- 取り組む問題:
a: 本文の「前年の保険契約期間の初日の時点では」で始まる段落を、主な事実を残して短く書き直してください。
b: 本文について次の問いに答えなさい。答えには同じ記号を付けること。
(i) この回は個人向け自動車保険のシリーズの何回目か。
(ii) 免許証の色がゴールドかどうかを問われるのは、契約者と記名被保険者のどちらか。
(iii) ゴールド免許割引の割引率はだいたいどれくらいか。
c: 本文のうち、「個人向けの自動車保険について」から「用され保険料が割引されます。」までを、両端を含めてそのまま引用しなさい。

- 本文:
━━━━━━
自動車保険を決める前に確認して欲しい、ゴールド免許割引や新車割引などの割引制度について

投稿日:2017年10月1日

個人向けの自動車保険についての今回でシリーズ4回目となりました!今回は自動車保険の各種割引制度について詳しくお話したいと思います。自動車保険料が高いと家計への影響も大きくなります。割引についてより詳しく知っていただくことで保険料の負担軽減、そして少しでも家計のご負担が減れば…との視点でお話させていただきたいと思います。ご契約するお客さまの自動車・契約条件にあわせて割引が適用されることがあります。各社共通の代表的な割引についてお話したいと思います。

ゴールド免許割引について

自動車保険の契約期間の初日の時点で、記名被保険者(契約者ではありません、あくまで記名被保険者です)が保有している運転免許証の色がゴールドであれば「ゴールド免許割引」が適用され保険料が割引されます。

運転免許証を今、皆さんお持ちですか?そうしましたらご自分の運転免許証を確認してみてください。

運転免許証の帯の色、そう「平成00年00月00日まで有効」と記された箇所がゴールドの色であればゴールド免許割引が適用されます。優良とも書かれていますよね。

ゴールド免許

前年の保険契約期間の初日の時点では免許証の色はブルーだったけど、保険期間が満期を迎え更改初日の時点でゴールドに更新されたのであれば代理店さんと自動車保険の更改手続きをする際に運転免許証を提示してゴールド免許であることを申告し「ゴールド免許割引」を適用した保険料で計算してもらいましょう。

割引率は各保険会社によって違いますが、だいたい10%前後の割引になります。
━━━━━━
- 保存データ:
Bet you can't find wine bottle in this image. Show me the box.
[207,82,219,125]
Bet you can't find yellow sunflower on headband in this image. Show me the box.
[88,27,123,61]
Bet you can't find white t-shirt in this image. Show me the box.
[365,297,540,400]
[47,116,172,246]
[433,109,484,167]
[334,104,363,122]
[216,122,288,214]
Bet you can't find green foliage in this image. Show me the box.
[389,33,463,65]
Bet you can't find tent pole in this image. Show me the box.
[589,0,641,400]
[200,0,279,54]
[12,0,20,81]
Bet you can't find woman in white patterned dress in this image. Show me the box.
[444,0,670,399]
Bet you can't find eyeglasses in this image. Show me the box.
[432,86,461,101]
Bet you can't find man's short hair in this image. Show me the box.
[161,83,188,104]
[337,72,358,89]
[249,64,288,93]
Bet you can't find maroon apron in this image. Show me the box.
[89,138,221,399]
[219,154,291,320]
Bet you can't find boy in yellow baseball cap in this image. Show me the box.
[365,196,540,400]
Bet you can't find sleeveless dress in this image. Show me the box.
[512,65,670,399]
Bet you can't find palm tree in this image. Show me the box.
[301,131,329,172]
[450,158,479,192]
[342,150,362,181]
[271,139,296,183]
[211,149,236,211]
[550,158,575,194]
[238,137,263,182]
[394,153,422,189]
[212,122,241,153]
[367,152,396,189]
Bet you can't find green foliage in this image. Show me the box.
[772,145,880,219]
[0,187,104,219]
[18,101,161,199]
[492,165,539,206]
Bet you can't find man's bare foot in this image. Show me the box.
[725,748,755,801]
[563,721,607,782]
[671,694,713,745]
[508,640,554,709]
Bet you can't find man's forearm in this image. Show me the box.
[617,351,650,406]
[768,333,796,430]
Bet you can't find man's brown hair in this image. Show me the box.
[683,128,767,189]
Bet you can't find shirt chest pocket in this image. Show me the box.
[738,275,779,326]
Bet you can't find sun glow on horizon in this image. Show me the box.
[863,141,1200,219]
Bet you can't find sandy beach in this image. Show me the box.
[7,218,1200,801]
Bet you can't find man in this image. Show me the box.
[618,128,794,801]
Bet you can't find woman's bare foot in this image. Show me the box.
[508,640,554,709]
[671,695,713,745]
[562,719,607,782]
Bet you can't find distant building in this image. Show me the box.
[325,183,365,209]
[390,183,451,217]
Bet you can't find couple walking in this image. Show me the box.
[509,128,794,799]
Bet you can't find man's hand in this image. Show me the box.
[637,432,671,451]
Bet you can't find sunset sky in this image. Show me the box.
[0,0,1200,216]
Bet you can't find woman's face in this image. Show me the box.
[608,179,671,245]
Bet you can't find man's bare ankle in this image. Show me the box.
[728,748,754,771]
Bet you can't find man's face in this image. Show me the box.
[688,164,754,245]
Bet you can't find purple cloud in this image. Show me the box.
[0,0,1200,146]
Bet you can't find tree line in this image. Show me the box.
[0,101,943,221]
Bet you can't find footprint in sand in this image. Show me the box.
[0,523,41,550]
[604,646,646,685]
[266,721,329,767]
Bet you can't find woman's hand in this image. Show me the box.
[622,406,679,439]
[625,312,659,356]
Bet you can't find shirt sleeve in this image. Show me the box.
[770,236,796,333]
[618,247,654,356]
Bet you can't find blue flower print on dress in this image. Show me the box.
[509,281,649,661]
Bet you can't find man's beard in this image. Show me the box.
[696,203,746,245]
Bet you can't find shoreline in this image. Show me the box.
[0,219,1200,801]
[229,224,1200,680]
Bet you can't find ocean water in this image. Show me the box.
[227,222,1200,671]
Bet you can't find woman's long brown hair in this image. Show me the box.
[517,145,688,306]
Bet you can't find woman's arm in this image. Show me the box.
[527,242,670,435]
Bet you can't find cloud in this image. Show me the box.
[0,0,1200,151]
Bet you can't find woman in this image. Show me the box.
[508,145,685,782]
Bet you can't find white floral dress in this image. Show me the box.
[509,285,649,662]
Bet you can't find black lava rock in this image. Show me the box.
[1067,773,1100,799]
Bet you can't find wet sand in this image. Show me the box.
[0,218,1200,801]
━━━━━━
- 演習の結果:
a: 前年の契約初日にブルーだった免許証が、更改初日の時点でゴールドに更新されていれば、更改手続きの際に代理店へ免許証を提示してゴールド免許であることを申告し、「ゴールド免許割引」を適用した保険料で計算してもらう。

b:
(i) 4回目
(ii) 記名被保険者
(iii) 10%前後

c:
個人向けの自動車保険についての今回でシリーズ4回目となりました!今回は自動車保険の各種割引制度について詳しくお話したいと思います。自動車保険料が高いと家計への影響も大きくなります。割引についてより詳しく知っていただくことで保険料の負担軽減、そして少しでも家計のご負担が減れば…との視点でお話させていただきたいと思います。ご契約するお客さまの自動車・契約条件にあわせて割引が適用されることがあります。各社共通の代表的な割引についてお話したいと思います。

ゴールド免許割引について

自動車保険の契約期間の初日の時点で、記名被保険者(契約者ではありません、あくまで記名被保険者です)が保有している運転免許証の色がゴールドであれば「ゴールド免許割引」が適用され保険料が割引されます。